Texte de la page:
________________________________________

28. — PLAN INACHEVÉ DE DISCOURS SUR LES PROGRÈS ET LA DÉCADENCE DES SCIENCES ET DES ARTS.[1]
[A. L., minute. — D. P., II, p. 329, avec quelques altérations.]
1° De la distribution du génie et des talents sur la masse des hommes.
2° De l’influence des langues sur le génie des peuples. De la grossièreté des premières langues et des premiers progrès des hommes. Origine de la poésie ; invention de l’écriture.
3° Commencements des sciences en Orient et en Égypte. Mœurs des Orientaux. Enthousiasme de leur éloquence et de leur poésie, commun à tous les peuples grossiers. Un mot des Juifs.
4° Commencements des Chinois, leurs progrès ; ils s’arrêtent bientôt et pourquoi. Leurs sciences sont concentrées dans leur pays. Raison de cette particularité.
5° Barbarie du reste des hommes dans le même temps. Premiers voyages d’Hercule et des Phéniciens sur les côtes de la Méditerranée ; leur mélange avec les anciens habitants de la Grèce. Formation de la langue et de la nation grecques avant la guerre de Troie.

________________________________________

Reprenez le passage du plan de discours qui s'ouvre sur les mots «28. — PLAN INACHEVÉ» et se clôt sur «de cette particularité.», en modifiant «Chinois» pour y substituer «Indiens». Les entrées ci-dessous ne sont d'aucune utilité pour cet exercice.

________________________________________

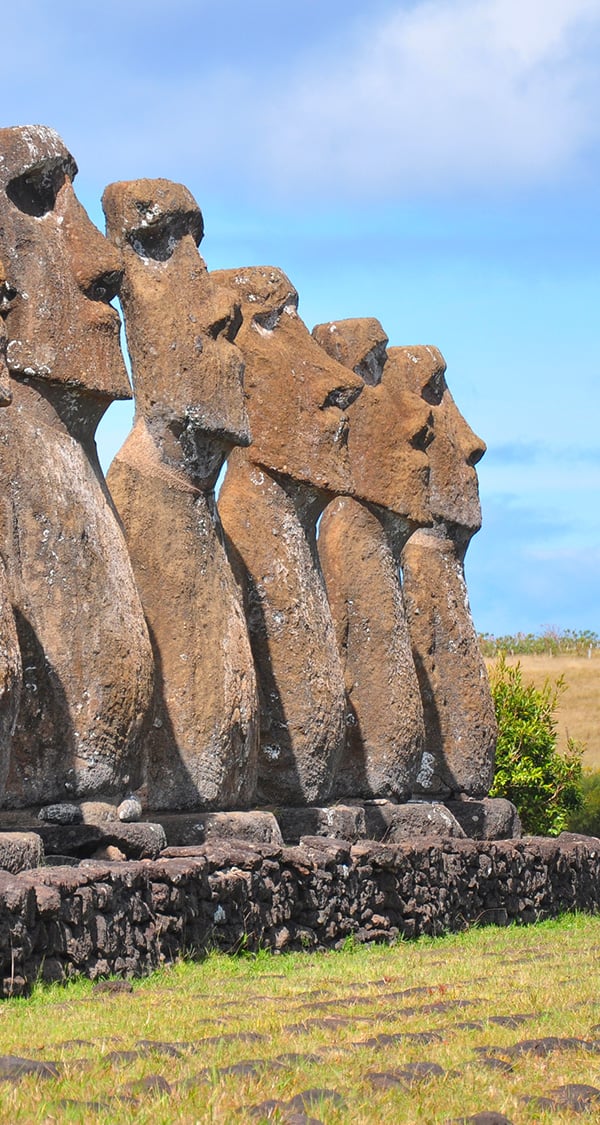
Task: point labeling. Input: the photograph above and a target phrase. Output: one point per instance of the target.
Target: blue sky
(433, 163)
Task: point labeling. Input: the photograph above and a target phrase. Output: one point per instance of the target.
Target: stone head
(187, 372)
(390, 426)
(297, 395)
(454, 449)
(61, 326)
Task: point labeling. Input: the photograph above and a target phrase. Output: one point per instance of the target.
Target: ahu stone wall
(127, 918)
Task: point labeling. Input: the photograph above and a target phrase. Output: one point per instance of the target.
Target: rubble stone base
(130, 917)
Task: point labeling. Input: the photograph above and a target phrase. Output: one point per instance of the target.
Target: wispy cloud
(395, 100)
(438, 95)
(537, 452)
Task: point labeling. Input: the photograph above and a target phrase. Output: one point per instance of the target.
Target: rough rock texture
(336, 821)
(10, 662)
(135, 842)
(491, 819)
(271, 497)
(20, 851)
(358, 343)
(388, 429)
(127, 918)
(393, 822)
(384, 717)
(83, 640)
(460, 729)
(6, 296)
(187, 830)
(203, 744)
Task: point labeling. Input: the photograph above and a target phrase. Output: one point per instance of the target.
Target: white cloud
(460, 93)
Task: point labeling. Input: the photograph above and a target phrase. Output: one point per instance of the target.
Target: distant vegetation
(554, 641)
(545, 785)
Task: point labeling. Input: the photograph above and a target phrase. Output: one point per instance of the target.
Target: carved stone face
(61, 326)
(179, 324)
(390, 425)
(455, 449)
(297, 395)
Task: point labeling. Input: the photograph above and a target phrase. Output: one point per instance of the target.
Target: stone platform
(127, 918)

________________________________________

Résultat obtenu:
28. — PLAN INACHEVÉ DE DISCOURS SUR LES PROGRÈS ET LA DÉCADENCE DES SCIENCES ET DES ARTS.[1]
[A. L., minute. — D. P., II, p. 329, avec quelques altérations.]
1° De la distribution du génie et des talents sur la masse des hommes.
2° De l’influence des langues sur le génie des peuples. De la grossièreté des premières langues et des premiers progrès des hommes. Origine de la poésie ; invention de l’écriture.
3° Commencements des sciences en Orient et en Égypte. Mœurs des Orientaux. Enthousiasme de leur éloquence et de leur poésie, commun à tous les peuples grossiers. Un mot des Juifs.
4° Commencements des Indiens, leurs progrès ; ils s’arrêtent bientôt et pourquoi. Leurs sciences sont concentrées dans leur pays. Raison de cette particularité.